Dataset excerpts
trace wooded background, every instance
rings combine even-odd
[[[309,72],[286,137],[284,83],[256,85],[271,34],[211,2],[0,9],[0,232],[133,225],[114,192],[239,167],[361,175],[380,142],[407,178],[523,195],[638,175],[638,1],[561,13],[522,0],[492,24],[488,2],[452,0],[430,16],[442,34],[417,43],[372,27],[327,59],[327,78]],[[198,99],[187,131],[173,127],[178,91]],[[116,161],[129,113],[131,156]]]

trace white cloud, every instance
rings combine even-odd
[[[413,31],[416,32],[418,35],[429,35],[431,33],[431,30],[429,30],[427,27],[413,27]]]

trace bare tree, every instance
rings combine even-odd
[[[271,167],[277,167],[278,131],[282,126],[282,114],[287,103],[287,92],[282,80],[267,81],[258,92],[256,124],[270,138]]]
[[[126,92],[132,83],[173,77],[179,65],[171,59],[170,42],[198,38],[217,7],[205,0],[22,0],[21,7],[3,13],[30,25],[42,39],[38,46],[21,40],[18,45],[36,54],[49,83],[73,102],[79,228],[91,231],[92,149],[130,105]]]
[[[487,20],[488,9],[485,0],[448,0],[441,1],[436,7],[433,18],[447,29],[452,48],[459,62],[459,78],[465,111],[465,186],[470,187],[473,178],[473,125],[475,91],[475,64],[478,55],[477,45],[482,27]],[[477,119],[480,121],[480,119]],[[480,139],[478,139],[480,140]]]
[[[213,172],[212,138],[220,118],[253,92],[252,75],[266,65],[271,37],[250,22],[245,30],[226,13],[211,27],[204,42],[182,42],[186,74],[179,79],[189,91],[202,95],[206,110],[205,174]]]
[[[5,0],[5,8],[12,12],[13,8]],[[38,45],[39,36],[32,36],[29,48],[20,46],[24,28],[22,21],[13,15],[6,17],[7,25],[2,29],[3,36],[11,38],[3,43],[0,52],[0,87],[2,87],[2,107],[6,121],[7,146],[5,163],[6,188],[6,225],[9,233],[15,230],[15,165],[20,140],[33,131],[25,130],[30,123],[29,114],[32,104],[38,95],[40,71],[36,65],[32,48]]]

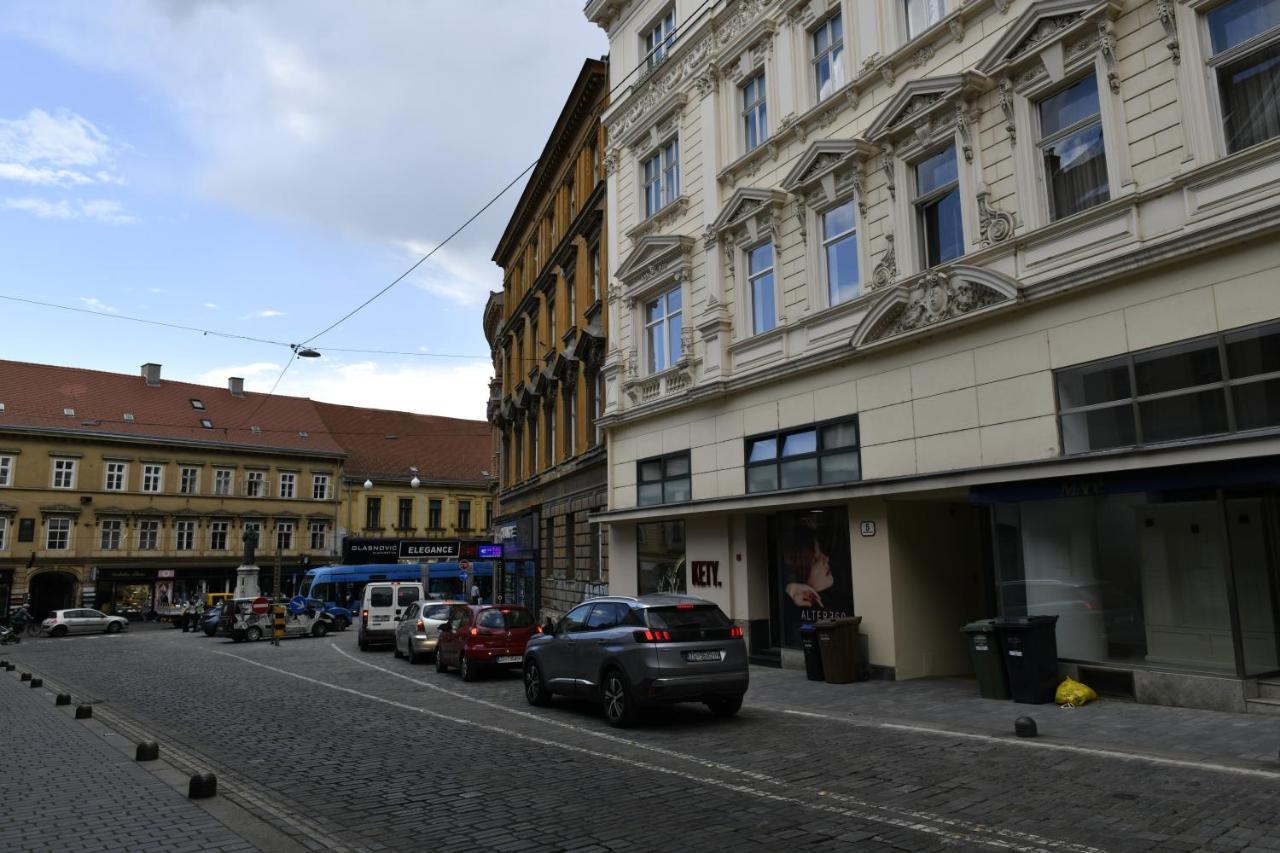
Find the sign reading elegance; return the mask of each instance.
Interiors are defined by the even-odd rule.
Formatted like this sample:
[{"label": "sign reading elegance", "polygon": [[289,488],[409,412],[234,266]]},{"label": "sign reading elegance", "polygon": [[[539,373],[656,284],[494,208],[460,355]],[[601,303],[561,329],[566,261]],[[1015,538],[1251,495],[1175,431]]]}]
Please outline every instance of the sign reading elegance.
[{"label": "sign reading elegance", "polygon": [[689,582],[694,586],[720,586],[720,561],[694,560],[689,564]]},{"label": "sign reading elegance", "polygon": [[457,539],[401,539],[401,560],[456,560],[462,555]]}]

[About this exercise]
Please retype the data exactly as it appears, but without any of its pictures.

[Solution to this task]
trace wooded background, every instance
rings combine even-odd
[[[309,72],[286,137],[284,83],[256,85],[271,34],[211,2],[0,9],[0,232],[133,225],[114,192],[239,167],[361,175],[380,142],[407,178],[523,195],[638,175],[638,1],[561,13],[522,0],[492,24],[488,2],[452,0],[430,16],[442,34],[417,43],[372,27],[327,59],[327,78]],[[198,99],[187,131],[173,127],[178,91]],[[116,161],[129,113],[131,156]]]

trace white cloud, every instance
rings combine even-odd
[[[413,31],[416,32],[418,35],[429,35],[431,33],[431,30],[429,30],[427,27],[413,27]]]

trace bare tree, every instance
rings combine even-odd
[[[271,167],[277,167],[278,131],[282,126],[282,114],[287,103],[287,92],[282,80],[267,81],[258,92],[256,124],[270,138]]]
[[[126,92],[132,83],[173,77],[179,65],[171,59],[170,42],[198,38],[217,7],[205,0],[22,0],[21,7],[3,13],[30,25],[42,39],[38,46],[21,40],[18,45],[36,54],[49,83],[73,102],[79,228],[91,231],[92,149],[130,105]]]
[[[487,20],[488,9],[485,0],[448,0],[441,1],[436,7],[433,18],[447,29],[452,48],[459,62],[459,78],[465,111],[465,186],[470,187],[473,178],[473,125],[475,91],[475,64],[478,55],[477,45],[482,27]],[[477,119],[480,121],[480,119]],[[480,139],[478,139],[480,140]]]
[[[213,172],[212,138],[220,118],[253,92],[252,75],[266,65],[271,37],[250,22],[245,30],[226,13],[211,27],[204,42],[182,42],[186,74],[179,79],[189,91],[202,95],[206,110],[205,174]]]
[[[5,0],[5,8],[12,12],[13,8]],[[38,45],[39,36],[32,36],[29,48],[20,46],[24,28],[22,21],[13,15],[6,17],[7,25],[2,29],[3,36],[11,38],[3,43],[0,52],[0,87],[2,87],[2,107],[6,121],[7,146],[5,163],[6,188],[6,225],[9,233],[15,230],[15,165],[20,140],[33,131],[25,130],[30,123],[29,114],[32,104],[38,95],[40,71],[36,65],[32,48]]]

Find the sign reading elegance; return the mask of each instance.
Interiors are defined by the even-odd rule.
Formatted like this sample:
[{"label": "sign reading elegance", "polygon": [[289,488],[409,412],[234,266]]},{"label": "sign reading elegance", "polygon": [[[539,373],[656,284],[494,208],[460,355]],[[601,303],[561,329],[566,261]],[[1015,538],[1251,495],[1175,431]]]}]
Please outline every instance of the sign reading elegance.
[{"label": "sign reading elegance", "polygon": [[689,582],[694,586],[720,586],[720,561],[694,560],[689,564]]},{"label": "sign reading elegance", "polygon": [[457,539],[401,539],[401,560],[456,560],[462,555]]}]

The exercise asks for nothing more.